### Fragmento:
_ _ _ _ _

La manzana de la discordia, como se sabe, fue el tema del financiamiento. El Presidente ha defendido con firmeza la ampliación del apoyo oficial a los partidos, como un dique al dinero que podría fluir por la vía del narcotráfico. Nada garantiza que ese dinero tenebroso fluya de todas maneras por los albañales del sistema, pero el problema de esta decisión es otro: ¿cómo conciliar -frente a una población agraviada, lastimada, saqueada- una política económica de austeridad ortodoxa con un gasto electoral que a todas luces ostentoso? ¿De qué sirve el tope, si las sanciones por rebasarlo son meramente administrativas? ¿No era mejor imaginar formas nuevas de competencia electoral a través de los medios de comunicación, métodos más dignos, directos y sobre todo más formativos, que la anticuada e inmoral derrama de dinero que practica el PRI en sus campañas?
No hace mucho el Presidente Zedillo llamó al PRI a recobrar sus orígenes maderistas. Que el PRI haya ignorado sus palabras es natural: sus orígenes no son maderistas. Pero que el Presidente Zedillo no asuma ese programa en el que repetidamente ha declarado creer, es incomprensible. Por fortuna, las circunstancias le son propicias. Para afianzar la credibilidad nacional en la transición democrática le bastaría hacer uso de un derecho que le otorga la Constitución y que los presidentes de México casi nunca han utilizado por la dependencia servil del Poder Legislativo con respecto al Ejecutivo: me refiero al derecho de veto total o parcial, consignado en el Artículo 72, inciso C de la Constitución.
El proyecto de ley o decreto desechado, en todo o en parte por el Ejecutivo, será devuelto, con sus observaciones a la Cámara de su origen. Deberá ser discutido de nuevo por ésta, y si fuese confirmado por las dos terceras partes del número total de votos, pasará otra vez a la Cámara revisora. Si por ésta fuese sancionado por la misma mayoría, el proyecto será ley o decreto y volverá al Ejecutivo para su promulgación. Si el Presidente veta de manera parcial la reforma aprobada en la Cámara baja (suponiendo, desde luego, que el Senado no la toca en un sentido democratizador), e introduce las modificaciones que le parezcan pertinentes, la Nación se beneficiará de muchas maneras. El sólo hecho, presentado no como una querella entre el Presidente y el PRI sino como el ejercicio de su legítima autoridad, afianzará su posición política.

_ _ _ _ _

### Relación de registros:
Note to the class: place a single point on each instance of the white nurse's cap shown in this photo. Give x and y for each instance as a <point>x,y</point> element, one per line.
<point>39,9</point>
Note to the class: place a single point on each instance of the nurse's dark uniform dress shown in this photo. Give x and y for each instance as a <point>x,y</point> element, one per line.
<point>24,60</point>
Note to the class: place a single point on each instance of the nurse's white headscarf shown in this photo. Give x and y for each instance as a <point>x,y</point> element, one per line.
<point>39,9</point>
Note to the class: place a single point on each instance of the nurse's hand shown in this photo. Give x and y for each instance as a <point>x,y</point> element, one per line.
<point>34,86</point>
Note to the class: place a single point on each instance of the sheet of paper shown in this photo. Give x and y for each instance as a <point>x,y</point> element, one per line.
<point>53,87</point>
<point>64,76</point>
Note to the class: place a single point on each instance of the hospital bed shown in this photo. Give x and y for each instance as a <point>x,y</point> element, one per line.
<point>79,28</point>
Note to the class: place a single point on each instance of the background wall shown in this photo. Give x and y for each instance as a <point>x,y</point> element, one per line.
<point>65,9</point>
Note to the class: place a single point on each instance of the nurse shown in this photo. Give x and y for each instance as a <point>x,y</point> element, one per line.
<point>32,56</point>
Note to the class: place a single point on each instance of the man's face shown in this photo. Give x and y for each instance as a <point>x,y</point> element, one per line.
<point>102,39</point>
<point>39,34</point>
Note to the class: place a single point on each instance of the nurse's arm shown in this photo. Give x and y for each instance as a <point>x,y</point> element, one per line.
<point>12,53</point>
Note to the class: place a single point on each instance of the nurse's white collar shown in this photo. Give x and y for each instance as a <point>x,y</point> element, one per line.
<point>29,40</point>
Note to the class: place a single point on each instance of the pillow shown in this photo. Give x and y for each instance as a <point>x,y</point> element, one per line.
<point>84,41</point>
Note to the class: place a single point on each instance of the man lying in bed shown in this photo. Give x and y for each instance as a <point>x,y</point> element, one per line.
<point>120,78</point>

_ _ _ _ _

### Acción requerida:
Prosiga el fragmento sobre la reforma electoral y el veto presidencial a partir de su última oración. No es necesario consultar los registros.

### Resultado del ejercicio:
Adicionalmente, los mexicanos sabremos qué clase de reforma es la que tiene en mente nuestro mandatario. Si la propuesta se coloca en una zona intermedia entre los acuerdos de Bucareli y la reforma aprobada por el PRI, es muy probable que cuente con las dos terceras partes requeridas para su aprobación.
La transición a la democracia no es una abstracción intelectual. Es una corriente histórica mundial a la que México debió haberse sumado desde hace décadas. Al margen de las reformas y las leyes, a partir de 1997 y, de manera sostenida, hasta el año 2000, los ciudadanos la conquistarán con sus votos. Ningún chapucero mayoriteo podrá contra la decisión cívica de las mayorías.
Pero el País requiere que, mediante un acto de Estado, el Presidente se convierta en un árbitro histórico de la contienda democrática. Y el Presidente lo requiere también, para afianzar su liderazgo en esa y otras zonas de su gestión. El instrumento está allí: debe vetar la reforma priísta y proponer una reforma democrática.